**About this task**
Before printing, remove every picture; then print the lines below exactly, from the first line through the line containing "Can you see the red raspberry".

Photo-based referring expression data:
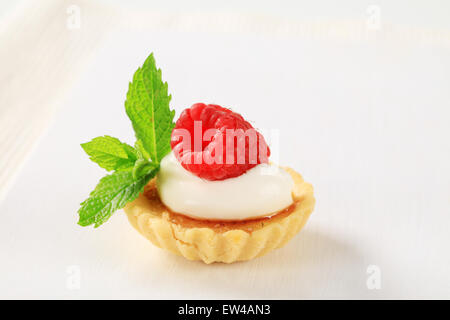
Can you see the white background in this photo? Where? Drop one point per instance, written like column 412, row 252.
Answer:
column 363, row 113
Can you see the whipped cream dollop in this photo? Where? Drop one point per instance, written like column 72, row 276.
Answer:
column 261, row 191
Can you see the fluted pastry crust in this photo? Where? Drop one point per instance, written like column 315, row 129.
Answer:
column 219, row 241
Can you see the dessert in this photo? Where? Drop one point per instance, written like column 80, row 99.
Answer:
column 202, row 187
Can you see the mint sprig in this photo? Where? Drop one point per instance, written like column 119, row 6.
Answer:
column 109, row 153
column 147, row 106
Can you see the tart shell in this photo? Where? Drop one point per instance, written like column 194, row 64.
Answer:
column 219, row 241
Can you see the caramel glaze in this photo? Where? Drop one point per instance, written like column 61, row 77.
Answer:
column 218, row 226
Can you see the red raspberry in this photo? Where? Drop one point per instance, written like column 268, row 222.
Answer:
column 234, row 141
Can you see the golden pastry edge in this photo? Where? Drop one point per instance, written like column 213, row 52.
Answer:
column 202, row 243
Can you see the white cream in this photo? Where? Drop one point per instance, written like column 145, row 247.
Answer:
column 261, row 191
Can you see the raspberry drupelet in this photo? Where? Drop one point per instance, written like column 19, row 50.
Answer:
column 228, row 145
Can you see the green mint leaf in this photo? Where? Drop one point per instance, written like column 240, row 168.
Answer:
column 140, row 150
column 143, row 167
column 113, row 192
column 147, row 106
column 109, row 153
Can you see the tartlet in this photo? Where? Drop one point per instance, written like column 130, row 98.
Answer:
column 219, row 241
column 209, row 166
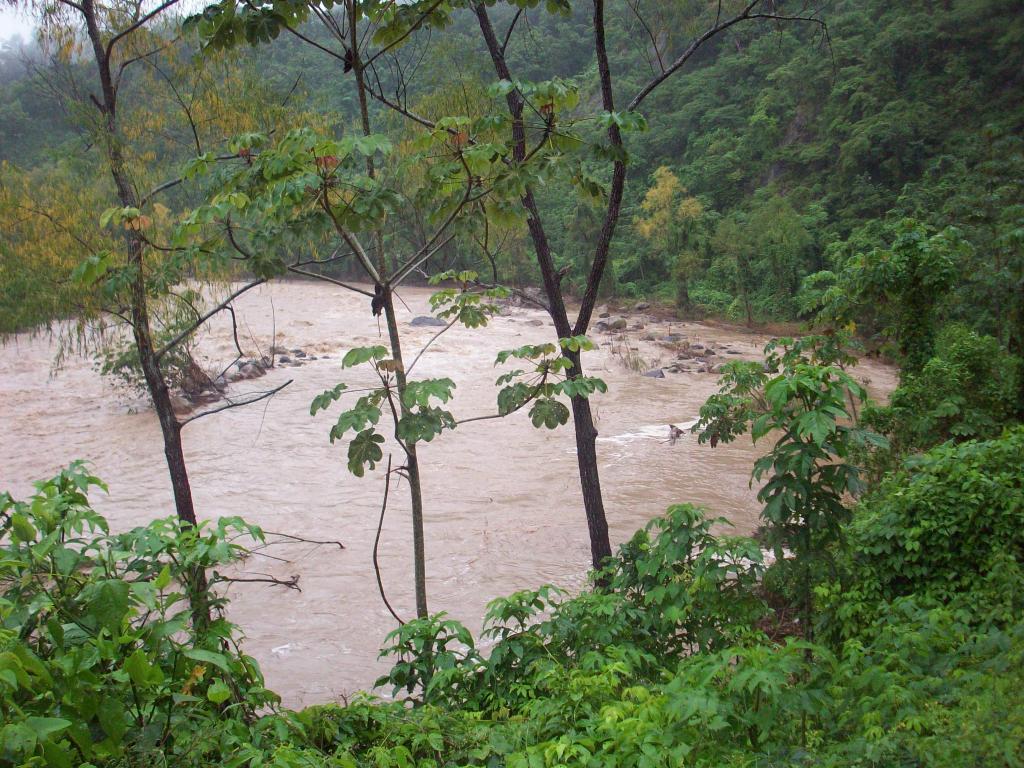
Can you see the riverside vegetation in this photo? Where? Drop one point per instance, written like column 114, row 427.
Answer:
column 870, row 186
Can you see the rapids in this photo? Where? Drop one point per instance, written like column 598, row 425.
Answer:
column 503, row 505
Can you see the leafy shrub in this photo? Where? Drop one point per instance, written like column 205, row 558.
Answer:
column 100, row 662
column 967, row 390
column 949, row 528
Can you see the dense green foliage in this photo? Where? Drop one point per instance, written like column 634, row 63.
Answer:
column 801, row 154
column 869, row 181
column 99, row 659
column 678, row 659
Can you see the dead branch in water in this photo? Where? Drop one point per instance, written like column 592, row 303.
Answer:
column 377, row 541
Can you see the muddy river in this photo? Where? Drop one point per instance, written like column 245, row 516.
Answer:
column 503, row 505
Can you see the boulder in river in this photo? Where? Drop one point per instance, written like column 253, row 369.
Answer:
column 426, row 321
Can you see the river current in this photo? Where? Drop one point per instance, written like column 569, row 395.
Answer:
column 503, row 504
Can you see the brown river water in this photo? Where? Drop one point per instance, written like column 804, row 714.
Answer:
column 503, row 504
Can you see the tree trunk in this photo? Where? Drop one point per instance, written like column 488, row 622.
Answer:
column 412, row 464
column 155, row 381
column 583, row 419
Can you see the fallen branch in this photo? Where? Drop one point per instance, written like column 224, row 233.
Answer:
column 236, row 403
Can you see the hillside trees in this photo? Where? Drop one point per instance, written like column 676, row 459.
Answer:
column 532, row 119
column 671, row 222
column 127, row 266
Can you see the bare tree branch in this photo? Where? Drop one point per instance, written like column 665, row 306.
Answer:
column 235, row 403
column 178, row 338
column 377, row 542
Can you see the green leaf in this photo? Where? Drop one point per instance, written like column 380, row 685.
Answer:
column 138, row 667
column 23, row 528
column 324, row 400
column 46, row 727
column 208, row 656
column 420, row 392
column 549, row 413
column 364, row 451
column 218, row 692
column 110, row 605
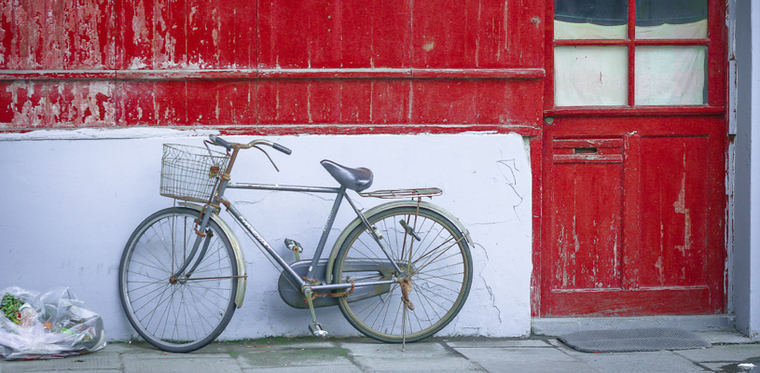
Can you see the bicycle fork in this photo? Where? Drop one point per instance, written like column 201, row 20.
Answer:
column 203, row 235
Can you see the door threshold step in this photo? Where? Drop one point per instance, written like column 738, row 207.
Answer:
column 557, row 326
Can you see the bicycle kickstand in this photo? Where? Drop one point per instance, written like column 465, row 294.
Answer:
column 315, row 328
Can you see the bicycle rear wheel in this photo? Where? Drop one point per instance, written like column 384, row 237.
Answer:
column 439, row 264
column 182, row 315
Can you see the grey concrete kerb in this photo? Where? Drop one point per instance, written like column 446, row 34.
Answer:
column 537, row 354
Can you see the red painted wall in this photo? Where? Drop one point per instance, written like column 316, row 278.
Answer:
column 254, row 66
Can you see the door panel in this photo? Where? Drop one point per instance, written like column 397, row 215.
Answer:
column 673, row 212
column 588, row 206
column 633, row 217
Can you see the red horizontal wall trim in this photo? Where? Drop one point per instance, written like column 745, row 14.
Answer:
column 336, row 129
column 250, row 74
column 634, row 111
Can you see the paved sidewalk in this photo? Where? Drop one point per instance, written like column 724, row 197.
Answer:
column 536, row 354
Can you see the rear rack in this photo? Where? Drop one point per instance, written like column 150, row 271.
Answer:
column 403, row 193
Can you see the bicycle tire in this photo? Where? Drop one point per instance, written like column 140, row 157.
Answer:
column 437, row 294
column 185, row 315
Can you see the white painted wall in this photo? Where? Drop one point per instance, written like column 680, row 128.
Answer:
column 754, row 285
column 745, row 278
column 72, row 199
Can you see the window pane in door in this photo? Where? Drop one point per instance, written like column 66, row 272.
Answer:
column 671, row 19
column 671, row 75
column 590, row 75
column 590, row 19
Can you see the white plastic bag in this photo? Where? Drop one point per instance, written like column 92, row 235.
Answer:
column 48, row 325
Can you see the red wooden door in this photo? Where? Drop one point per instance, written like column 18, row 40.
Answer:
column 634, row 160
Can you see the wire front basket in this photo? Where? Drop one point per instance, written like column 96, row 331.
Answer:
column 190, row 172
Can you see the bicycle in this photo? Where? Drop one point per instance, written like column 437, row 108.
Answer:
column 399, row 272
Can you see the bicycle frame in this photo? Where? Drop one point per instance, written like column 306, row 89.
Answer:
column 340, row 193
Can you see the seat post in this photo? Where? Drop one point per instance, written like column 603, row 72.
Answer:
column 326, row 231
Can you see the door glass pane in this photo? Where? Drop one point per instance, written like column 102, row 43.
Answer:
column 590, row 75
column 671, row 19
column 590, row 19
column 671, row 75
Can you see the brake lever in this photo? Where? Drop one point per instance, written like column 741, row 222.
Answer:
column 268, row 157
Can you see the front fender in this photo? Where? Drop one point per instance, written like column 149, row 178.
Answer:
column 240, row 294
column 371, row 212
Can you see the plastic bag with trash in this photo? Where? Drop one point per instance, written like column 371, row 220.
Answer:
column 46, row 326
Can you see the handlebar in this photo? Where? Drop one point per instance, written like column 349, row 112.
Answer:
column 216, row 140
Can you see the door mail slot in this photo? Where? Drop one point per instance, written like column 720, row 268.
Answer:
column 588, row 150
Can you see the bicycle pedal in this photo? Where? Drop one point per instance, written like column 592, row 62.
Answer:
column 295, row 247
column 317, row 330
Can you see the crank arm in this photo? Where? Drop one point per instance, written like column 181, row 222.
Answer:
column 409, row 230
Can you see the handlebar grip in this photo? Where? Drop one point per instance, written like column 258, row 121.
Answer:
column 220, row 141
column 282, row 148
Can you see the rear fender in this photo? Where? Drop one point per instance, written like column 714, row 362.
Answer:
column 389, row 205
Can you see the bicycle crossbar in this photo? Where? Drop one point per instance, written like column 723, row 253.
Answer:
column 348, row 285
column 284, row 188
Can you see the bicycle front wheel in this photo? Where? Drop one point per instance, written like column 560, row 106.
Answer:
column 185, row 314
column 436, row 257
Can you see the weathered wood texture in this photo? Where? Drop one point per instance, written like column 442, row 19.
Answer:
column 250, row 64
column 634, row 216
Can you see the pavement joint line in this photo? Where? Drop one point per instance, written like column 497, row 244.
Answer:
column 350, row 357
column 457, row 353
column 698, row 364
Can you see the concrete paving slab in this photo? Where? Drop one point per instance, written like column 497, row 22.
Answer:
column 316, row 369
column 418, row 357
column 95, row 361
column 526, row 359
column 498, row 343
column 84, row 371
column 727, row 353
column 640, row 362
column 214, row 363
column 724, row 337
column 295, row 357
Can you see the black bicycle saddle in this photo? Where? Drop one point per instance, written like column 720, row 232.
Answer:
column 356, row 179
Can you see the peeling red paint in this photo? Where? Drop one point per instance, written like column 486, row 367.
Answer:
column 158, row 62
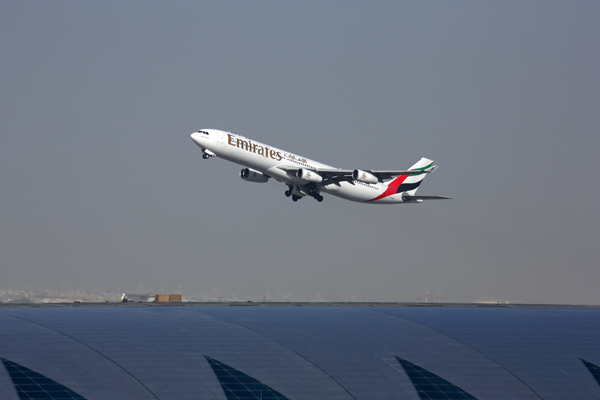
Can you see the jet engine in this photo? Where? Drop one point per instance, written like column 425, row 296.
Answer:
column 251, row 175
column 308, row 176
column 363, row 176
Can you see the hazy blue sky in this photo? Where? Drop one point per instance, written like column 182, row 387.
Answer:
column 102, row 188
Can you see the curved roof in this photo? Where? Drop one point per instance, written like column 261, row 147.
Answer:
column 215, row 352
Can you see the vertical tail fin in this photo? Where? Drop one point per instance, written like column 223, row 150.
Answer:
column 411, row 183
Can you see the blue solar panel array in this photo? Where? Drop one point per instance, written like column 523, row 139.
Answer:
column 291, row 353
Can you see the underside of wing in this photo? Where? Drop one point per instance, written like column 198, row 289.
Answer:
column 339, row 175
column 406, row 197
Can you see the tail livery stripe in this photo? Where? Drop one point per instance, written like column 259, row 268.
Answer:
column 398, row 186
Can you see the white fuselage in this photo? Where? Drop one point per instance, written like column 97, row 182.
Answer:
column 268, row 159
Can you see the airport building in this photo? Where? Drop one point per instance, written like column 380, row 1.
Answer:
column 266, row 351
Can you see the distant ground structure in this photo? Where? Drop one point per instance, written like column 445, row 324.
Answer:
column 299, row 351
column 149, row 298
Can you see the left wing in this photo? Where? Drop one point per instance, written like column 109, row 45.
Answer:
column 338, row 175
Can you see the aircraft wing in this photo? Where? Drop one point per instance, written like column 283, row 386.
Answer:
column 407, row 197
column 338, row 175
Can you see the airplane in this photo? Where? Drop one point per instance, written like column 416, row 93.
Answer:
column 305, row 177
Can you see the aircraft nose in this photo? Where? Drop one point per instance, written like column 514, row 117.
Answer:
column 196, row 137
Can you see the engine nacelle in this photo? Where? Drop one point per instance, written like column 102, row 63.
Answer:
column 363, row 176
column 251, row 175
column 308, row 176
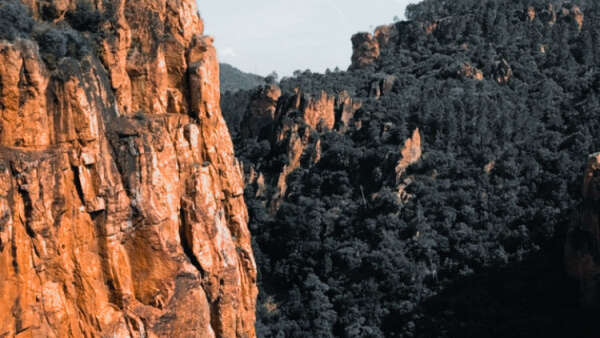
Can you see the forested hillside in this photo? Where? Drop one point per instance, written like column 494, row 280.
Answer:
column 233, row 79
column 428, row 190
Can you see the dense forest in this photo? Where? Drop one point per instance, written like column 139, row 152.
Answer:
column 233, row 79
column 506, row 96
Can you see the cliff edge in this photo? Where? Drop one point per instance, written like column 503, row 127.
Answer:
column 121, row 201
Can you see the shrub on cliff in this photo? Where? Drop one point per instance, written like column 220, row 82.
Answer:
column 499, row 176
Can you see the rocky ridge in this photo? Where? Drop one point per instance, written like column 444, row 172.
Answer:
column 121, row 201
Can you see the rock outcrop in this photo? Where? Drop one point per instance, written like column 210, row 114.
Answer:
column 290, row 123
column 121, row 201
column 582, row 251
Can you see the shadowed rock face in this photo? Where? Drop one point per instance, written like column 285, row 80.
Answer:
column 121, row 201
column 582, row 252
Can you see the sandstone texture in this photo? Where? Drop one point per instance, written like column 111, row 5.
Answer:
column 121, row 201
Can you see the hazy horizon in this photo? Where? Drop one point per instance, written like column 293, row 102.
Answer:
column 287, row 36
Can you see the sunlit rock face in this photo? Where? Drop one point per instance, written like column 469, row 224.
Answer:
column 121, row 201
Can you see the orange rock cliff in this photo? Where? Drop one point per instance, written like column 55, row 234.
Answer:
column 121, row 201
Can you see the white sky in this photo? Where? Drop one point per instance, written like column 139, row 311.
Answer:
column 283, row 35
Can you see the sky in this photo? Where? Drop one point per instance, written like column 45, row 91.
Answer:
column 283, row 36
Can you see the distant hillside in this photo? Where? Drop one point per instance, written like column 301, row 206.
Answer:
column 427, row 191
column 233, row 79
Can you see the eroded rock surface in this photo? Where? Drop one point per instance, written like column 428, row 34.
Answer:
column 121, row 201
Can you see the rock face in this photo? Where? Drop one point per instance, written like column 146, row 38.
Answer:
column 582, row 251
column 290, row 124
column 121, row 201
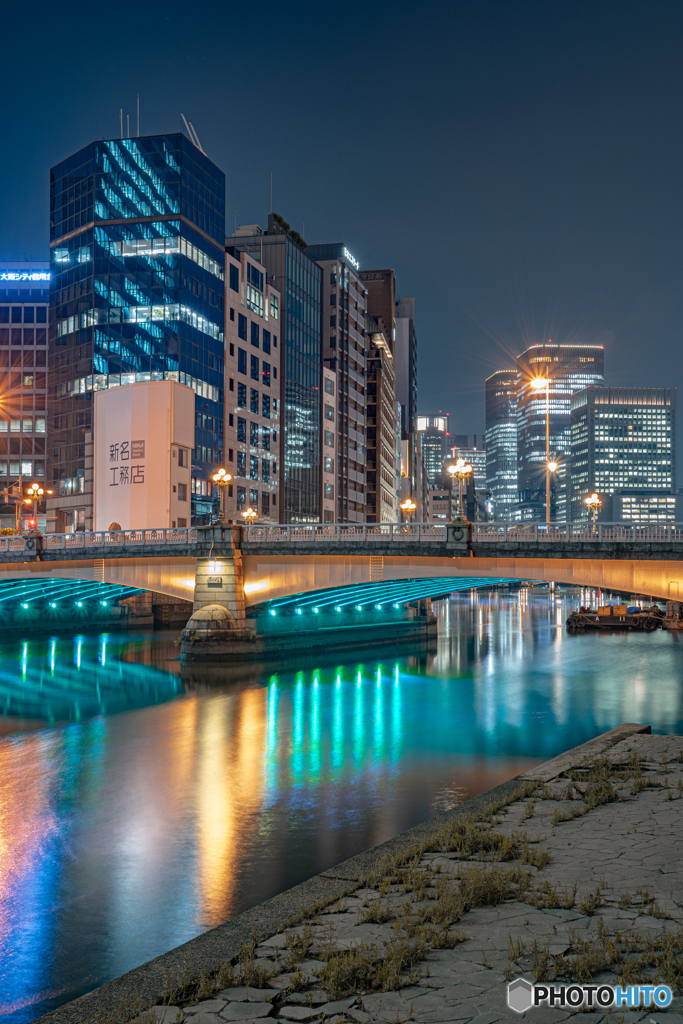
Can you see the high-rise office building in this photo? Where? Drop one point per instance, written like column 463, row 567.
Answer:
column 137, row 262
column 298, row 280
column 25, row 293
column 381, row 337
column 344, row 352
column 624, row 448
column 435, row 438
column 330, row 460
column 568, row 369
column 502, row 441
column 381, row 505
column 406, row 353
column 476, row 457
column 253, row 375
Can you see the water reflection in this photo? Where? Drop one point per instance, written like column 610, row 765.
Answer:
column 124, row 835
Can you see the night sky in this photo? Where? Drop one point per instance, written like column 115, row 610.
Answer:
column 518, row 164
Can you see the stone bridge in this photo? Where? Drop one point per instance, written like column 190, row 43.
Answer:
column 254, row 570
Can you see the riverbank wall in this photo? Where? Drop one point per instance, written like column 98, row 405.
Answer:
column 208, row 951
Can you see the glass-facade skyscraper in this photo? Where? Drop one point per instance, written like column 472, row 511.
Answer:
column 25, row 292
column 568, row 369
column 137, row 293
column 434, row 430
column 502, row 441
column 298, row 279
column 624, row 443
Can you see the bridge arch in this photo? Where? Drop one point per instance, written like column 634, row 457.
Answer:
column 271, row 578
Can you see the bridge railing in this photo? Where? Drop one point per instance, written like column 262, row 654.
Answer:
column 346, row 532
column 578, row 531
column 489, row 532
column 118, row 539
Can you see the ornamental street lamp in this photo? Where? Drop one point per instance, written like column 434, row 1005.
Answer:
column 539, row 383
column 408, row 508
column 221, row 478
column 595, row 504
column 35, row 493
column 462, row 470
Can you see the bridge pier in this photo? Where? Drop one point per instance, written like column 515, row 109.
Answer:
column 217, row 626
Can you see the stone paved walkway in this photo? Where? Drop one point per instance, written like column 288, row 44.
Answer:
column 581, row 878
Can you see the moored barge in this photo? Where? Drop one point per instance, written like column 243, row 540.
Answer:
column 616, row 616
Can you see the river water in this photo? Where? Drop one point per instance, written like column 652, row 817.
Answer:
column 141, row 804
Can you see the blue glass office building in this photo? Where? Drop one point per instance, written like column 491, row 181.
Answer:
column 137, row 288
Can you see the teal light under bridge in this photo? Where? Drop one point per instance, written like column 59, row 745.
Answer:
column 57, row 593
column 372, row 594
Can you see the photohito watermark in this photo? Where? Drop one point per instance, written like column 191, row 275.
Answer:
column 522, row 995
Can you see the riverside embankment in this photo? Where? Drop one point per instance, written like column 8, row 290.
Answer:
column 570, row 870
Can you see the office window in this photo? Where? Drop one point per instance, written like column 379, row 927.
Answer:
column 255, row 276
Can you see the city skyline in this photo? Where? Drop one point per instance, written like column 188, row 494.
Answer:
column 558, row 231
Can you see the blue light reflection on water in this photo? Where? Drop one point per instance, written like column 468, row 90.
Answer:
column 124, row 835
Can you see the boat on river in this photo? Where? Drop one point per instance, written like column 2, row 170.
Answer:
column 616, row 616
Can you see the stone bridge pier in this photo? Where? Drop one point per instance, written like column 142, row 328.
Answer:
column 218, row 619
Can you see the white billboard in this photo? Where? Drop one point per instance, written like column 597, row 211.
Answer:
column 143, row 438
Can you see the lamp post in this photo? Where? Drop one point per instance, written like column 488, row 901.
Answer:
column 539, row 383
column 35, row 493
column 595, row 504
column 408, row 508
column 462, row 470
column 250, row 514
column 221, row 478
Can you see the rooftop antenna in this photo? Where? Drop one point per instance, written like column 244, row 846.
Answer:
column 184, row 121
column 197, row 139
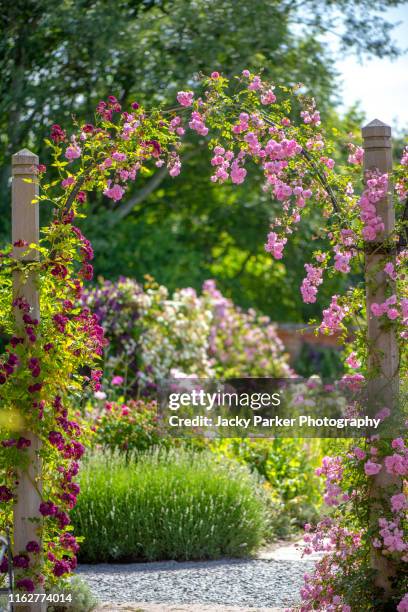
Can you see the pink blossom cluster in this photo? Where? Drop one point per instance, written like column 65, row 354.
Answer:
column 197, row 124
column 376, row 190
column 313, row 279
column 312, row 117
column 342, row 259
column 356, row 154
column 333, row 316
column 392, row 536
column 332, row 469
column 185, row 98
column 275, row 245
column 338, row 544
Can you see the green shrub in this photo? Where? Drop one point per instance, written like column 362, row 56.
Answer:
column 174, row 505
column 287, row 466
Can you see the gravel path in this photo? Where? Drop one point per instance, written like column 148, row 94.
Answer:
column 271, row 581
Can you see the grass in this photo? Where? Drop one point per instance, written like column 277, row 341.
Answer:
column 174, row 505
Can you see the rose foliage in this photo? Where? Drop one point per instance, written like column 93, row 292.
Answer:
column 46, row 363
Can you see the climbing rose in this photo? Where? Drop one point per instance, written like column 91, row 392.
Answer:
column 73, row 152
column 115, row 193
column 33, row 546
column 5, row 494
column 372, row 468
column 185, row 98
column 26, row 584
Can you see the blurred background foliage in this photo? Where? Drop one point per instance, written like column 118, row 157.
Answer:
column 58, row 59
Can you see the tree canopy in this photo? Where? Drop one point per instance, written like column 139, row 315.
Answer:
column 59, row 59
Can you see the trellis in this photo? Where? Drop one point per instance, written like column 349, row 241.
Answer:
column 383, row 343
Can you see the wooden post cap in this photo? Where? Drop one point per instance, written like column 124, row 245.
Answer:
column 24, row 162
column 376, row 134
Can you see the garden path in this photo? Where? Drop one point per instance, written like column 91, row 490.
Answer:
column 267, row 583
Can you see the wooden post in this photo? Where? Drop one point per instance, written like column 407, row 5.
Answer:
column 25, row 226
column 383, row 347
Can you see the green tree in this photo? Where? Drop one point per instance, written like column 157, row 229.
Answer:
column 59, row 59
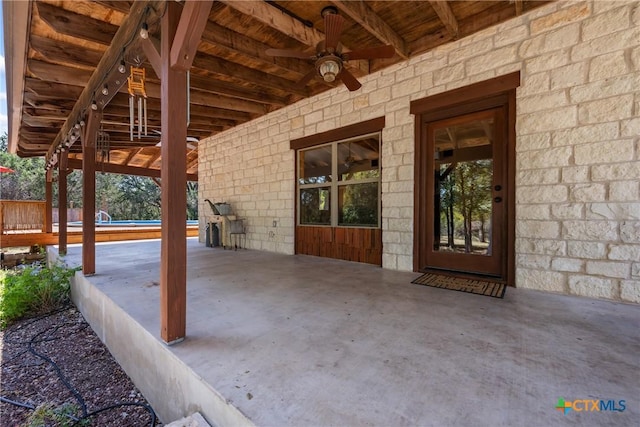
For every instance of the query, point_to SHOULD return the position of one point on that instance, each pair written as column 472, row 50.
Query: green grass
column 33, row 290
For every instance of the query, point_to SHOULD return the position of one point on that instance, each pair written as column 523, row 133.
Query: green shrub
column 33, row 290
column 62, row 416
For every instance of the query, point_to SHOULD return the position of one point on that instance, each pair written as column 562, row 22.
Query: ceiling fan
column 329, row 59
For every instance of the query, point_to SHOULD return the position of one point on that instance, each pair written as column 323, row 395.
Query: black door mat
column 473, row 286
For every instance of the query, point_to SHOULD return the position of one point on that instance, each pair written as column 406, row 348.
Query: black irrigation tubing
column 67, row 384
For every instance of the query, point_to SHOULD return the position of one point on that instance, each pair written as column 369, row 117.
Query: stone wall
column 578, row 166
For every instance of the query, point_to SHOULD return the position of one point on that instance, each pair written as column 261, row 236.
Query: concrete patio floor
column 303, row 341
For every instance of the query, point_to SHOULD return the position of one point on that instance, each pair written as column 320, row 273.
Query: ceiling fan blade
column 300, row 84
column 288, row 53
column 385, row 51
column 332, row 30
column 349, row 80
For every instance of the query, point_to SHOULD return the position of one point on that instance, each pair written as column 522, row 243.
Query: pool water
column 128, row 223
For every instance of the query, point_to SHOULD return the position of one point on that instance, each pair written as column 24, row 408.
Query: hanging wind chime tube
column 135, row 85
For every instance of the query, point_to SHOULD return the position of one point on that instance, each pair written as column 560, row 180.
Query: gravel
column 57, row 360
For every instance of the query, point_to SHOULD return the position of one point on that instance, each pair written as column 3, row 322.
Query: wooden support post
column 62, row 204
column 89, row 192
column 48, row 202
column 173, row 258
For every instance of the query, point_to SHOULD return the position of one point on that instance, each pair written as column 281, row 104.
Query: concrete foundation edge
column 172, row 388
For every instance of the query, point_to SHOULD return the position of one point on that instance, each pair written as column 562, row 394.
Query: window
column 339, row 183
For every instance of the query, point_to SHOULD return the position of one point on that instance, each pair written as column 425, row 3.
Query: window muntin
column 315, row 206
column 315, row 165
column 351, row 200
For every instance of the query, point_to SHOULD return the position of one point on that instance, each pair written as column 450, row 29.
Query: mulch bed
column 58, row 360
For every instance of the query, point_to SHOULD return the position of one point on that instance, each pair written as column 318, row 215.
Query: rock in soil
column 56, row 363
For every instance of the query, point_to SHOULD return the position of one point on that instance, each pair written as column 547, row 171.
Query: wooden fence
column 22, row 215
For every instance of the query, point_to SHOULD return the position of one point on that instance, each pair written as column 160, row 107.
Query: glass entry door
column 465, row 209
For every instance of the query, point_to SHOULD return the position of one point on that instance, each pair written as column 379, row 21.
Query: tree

**Reply to the task**
Can you see the white background in this photo? Where? Drop one point per instance, written like column 412, row 252.
Answer:
column 363, row 113
Can you see the whipped cream dollop in this photo? Where? Drop one point per instance, written like column 72, row 276.
Answer:
column 261, row 191
Can you see the fluted pastry crust in this photo? Where? Drop one point per instance, written like column 315, row 129.
Answer:
column 219, row 241
Can you see the dessert in this photo? Where? Drop one point per instance, written like column 80, row 99.
Answer:
column 202, row 187
Can you see the mint sprig in this photo? Where? Drop one point per instance, written like column 119, row 6.
Answer:
column 109, row 153
column 147, row 106
Can you see the tart shell in this photo? Where? Drop one point per instance, written like column 194, row 64.
Answer:
column 219, row 241
Can you see the caramel glaze in this photo? Where? Drop one point per instance, written like column 61, row 77.
Answer:
column 218, row 226
Can you see the red raspberry in this photo? Where? Drop one point per instance, written like column 268, row 222.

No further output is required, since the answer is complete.